## start Data listing

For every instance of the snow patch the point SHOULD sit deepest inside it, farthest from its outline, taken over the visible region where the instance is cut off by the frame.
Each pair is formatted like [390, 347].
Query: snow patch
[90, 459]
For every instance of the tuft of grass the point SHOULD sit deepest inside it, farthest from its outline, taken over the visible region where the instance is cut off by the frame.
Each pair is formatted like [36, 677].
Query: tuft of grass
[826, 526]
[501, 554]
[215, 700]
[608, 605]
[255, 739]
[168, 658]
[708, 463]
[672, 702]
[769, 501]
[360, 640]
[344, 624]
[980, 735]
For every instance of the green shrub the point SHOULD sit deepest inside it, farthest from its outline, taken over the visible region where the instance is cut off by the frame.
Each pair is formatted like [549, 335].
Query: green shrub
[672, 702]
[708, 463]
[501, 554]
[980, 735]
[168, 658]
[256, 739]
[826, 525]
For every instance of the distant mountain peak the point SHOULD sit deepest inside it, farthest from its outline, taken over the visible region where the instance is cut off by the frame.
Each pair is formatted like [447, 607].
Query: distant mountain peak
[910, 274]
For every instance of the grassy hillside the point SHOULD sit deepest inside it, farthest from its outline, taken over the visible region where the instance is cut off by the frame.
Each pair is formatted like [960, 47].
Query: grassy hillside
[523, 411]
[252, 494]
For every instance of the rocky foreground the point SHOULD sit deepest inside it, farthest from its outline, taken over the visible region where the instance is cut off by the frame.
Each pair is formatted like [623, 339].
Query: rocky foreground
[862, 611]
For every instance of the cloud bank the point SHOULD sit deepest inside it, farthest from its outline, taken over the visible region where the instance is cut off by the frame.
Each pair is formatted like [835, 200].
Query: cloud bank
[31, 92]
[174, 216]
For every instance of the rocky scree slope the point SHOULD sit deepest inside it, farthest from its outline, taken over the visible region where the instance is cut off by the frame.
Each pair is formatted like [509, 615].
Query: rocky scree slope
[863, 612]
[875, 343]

## end Data listing

● **Goal of the exercise**
Reproduce every one of the records above word for word, without changing any line.

● **Output for this task**
For every instance of the snow patch the point SHOULD sit deepest inside it, farthest from its outline, taken over the visible region where the instance is cut off by the frame.
Each pair is formatted like [390, 347].
Query: snow patch
[90, 459]
For every instance of the tuft of grass the point SHOULD sit deepest inside it, farthest from its outline, taken over the visible region where the instance is cut off by the frame.
Each pair is formatted like [36, 677].
Query: tuft of grass
[826, 526]
[501, 554]
[215, 700]
[608, 605]
[255, 739]
[168, 658]
[708, 463]
[672, 702]
[769, 501]
[360, 640]
[344, 624]
[980, 735]
For every instance of the green shrub the point SHOULD sit deepest inside it, farthest from its outline, taken over the visible region where the instance is cut off by the frame.
Each pair is formatted like [549, 335].
Query: green shrub
[672, 702]
[708, 463]
[501, 554]
[980, 735]
[168, 658]
[256, 739]
[826, 525]
For every instance of the distant mountain peak the point SHOULD sit deepest inside it, farthest from its outline, taken over the visible region where the instance is cut off by the frame.
Each pair is formatted like [447, 607].
Query: distant mountain peak
[910, 274]
For every instance of the grassy hillside the point SHOULD sit deepest inside it, farthest from its outline, taken over the visible region where the instance is cut off by the frame.
Each pair is formatted like [960, 47].
Query: grassy hillside
[523, 411]
[252, 494]
For every instance of the rocky foreground the point SHOULD sit deepest inside it, farthest from its outline, taken over the visible region where the instance is cut off by the frame.
Each pair is formatted like [623, 339].
Query: rocky foreground
[862, 611]
For every instance of the cloud bank the point SHOULD sit deepest inside it, farthest from its outline, taken over the visible region where the instance is cut off by the frame.
Each pair is formatted like [835, 200].
Query: cloud bank
[31, 92]
[174, 216]
For every instance of the rocky scree slope the point SHOULD sit deepest inside it, farthest from its outline, taken over the visible region where the instance is cut off by the frame.
Each pair is formatted like [509, 615].
Query: rocky scree slope
[863, 612]
[875, 343]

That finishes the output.